What you should do – Take the data that sits below and write it out again exactly.
▼
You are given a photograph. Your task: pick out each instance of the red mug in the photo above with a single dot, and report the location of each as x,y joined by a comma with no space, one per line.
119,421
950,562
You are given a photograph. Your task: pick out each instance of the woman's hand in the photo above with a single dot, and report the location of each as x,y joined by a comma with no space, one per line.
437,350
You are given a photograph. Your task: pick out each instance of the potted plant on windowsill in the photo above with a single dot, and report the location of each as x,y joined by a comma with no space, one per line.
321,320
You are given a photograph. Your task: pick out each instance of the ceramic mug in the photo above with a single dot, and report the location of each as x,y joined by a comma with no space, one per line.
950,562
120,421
▲
Task response –
You are given a photograph. Your task: pick out each instance of the red mug in the photo above with a single dot, and report the location of each as x,y joined by a comma with no space, one per line.
119,421
950,562
You are given a photograph. Your task: pick out each instance of the woman's hand in the photo above with a single dot, and report the location of each as x,y joined by a comma with no space, one per line.
437,350
You are given a photograph. Your task: pick out each instance of the potted plant on windowsill in the photo above with a single dot, and report the location of each as x,y joined by a comma with no space, one per line.
321,320
You are given a photograph. Your task: pick out each instance of the ceramic mug in the photo above with a single dot, and report the location of each as x,y joined by a comma with no space, one per line.
950,562
120,421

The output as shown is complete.